-- Work to complete --
Write out the data below in full. Keep it exact.

----------

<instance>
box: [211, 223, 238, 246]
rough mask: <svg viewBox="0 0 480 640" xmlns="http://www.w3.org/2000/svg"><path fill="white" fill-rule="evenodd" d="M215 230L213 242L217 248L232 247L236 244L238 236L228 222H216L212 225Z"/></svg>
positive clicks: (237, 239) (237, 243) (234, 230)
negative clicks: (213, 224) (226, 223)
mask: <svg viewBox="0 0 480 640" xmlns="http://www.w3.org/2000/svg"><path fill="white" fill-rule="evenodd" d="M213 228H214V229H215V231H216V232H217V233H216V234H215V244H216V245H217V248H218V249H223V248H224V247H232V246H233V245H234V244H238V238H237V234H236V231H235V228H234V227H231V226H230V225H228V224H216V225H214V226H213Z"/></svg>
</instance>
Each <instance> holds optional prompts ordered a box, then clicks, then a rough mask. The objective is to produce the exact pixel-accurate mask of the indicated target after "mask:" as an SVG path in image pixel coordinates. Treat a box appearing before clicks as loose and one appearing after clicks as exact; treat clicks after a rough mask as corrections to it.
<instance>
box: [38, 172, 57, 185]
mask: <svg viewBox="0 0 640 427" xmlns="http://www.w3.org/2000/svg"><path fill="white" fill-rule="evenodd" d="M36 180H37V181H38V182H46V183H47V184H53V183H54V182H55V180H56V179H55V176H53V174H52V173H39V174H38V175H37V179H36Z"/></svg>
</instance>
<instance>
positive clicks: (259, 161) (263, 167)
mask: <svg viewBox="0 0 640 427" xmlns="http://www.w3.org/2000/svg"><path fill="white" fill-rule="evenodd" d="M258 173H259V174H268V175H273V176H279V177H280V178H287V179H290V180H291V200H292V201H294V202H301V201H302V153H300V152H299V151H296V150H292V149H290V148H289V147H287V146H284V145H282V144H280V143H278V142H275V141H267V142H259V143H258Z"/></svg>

----------

-- Output of the exercise --
<instance>
box: [211, 223, 238, 246]
rough mask: <svg viewBox="0 0 480 640" xmlns="http://www.w3.org/2000/svg"><path fill="white" fill-rule="evenodd" d="M215 230L213 242L217 248L232 247L236 244L238 236L228 222H216L212 225Z"/></svg>
positive clicks: (237, 239) (237, 243) (234, 230)
negative clicks: (213, 224) (226, 223)
mask: <svg viewBox="0 0 480 640" xmlns="http://www.w3.org/2000/svg"><path fill="white" fill-rule="evenodd" d="M213 228H214V229H215V231H216V232H217V233H216V234H215V244H216V245H217V248H218V249H223V248H224V247H232V246H233V245H234V244H238V238H237V234H236V231H235V228H234V227H231V226H230V225H228V224H216V225H214V226H213Z"/></svg>
</instance>
Each <instance> holds optional prompts ordered a box, then clicks, then a rough mask. The objective is to produce the exact pixel-accurate mask of the indicated target after "mask:" as an SVG path in image pixel coordinates. Treat a box appearing before clicks as loose and one appearing after clicks as exact; treat clicks after a rough mask as corrections to it.
<instance>
box: [38, 172, 57, 185]
mask: <svg viewBox="0 0 640 427" xmlns="http://www.w3.org/2000/svg"><path fill="white" fill-rule="evenodd" d="M36 180H37V181H38V182H46V183H47V184H53V183H54V182H55V180H56V179H55V176H53V174H52V173H39V174H38V175H37V179H36Z"/></svg>
</instance>
<instance>
positive clicks: (259, 161) (263, 167)
mask: <svg viewBox="0 0 640 427" xmlns="http://www.w3.org/2000/svg"><path fill="white" fill-rule="evenodd" d="M258 173H259V174H268V175H273V176H279V177H280V178H287V179H290V180H291V200H292V201H294V202H301V201H302V153H300V152H299V151H296V150H292V149H290V148H289V147H287V146H284V145H282V144H280V143H278V142H275V141H267V142H259V143H258Z"/></svg>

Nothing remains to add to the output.